Glaucoma is an eye disease that is actually related to irreversible damage to the optic nerve that leads to progressive vision loss and blindness. In most cases it is caused by an increase in intraocular pressure (the pressure inside the eye), something that has nothing to do with blood pressure.
Glaucoma usually evolves without symptoms so, since it does not cause discomfort, the person suffering from it can consult a doctor when it is too late.
Glaucoma usually affects both eyes, although it can be more severe in one than the other. It represents the second cause of blindness in the world after cataracts.
What are the causes of glaucoma?
Glaucoma is more frequent at advanced ages and has a certain hereditary component. The main cause of glaucoma is increased pressure inside the eye (intraocular pressure). Under normal conditions, intraocular pressure remains stable as there is a balance between the production of aqueous humor and its elimination.
The aqueous humor is a liquid produced by the eye that is responsible for nourishing the cornea and lens and providing the necessary pressure to maintain the spherical shape of the eyeball. When its production increases or its output is difficult, it can increase intraocular pressure.

Region pointing listing

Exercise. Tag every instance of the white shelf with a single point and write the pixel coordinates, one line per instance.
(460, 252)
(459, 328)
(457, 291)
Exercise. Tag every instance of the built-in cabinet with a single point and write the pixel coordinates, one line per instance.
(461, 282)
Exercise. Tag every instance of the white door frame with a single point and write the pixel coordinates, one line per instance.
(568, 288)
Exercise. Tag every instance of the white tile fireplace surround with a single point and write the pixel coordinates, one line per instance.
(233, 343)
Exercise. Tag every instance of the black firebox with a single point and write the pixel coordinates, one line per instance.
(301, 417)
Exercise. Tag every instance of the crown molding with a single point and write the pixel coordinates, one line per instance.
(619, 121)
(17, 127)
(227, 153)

* _Task instructions_
- A) Name every part of the eye mentioned in the glaucoma text, leaving out the fluid it describes.
- B) Write the next part of the glaucoma text, starting after its final sentence.

* _Answer section_
- A) The optic nerve, the cornea, the lens, and the eyeball.

- B)
Sometimes glaucoma is caused by an obstruction of the channel through which the aqueous humor is eliminated.(located between the iris and the cornea), which is called closed-angle glaucoma. Cause or consequence of another disease:
- Hereditary (they are the most frequent cause).
- Eye trauma.
- Serious eye infections.
- Blockage of the blood vessels of the eye.
- Inflammatory diseases of the eye.
- In case of complications for previous eye surgery.
The increased pressure maintained over time can injure the eyeball at its weakest point, which is the area where the optic nerve exits, compressing and damaging the nerve cells. Depending on the number of damaged nerve cells, more or less vision is lost. When the destruction is complete, blindness ensues.
What types of glaucoma exist?
There are various types of glaucoma. Its differentiation is important in terms of prognosis and treatment:
- Open angle glaucoma. It is the most frequent glaucoma in developed countries. Although there are no abnormalities in the structure of the eye that would lead to suspicion of an obstruction, the aqueous humor is usually not eliminated correctly.
- Closed or narrow angle glaucoma. The space between the iris and the cornea (front chamber of the eye) is smaller than normal so there is less room for fluid to be at that level. As a consequence, it is difficult for the aqueous humor to pass into the anterior chamber, increasing the pressure behind the iris. The iris is therefore pushed forward, obstructing the exit angle of the aqueous humor. When the outlet angle is completely blocked, an acute glaucoma attack occurs.
- Normal tension glaucoma. It may be due to a decreased blood supply to the optic nerve or other factors that cause nerve cell death.
- Congenital glaucoma. It is due to the defective development of the drainage channels of the eye during the period before birth. Children are born with a defect that decreases the elimination of aqueous humor.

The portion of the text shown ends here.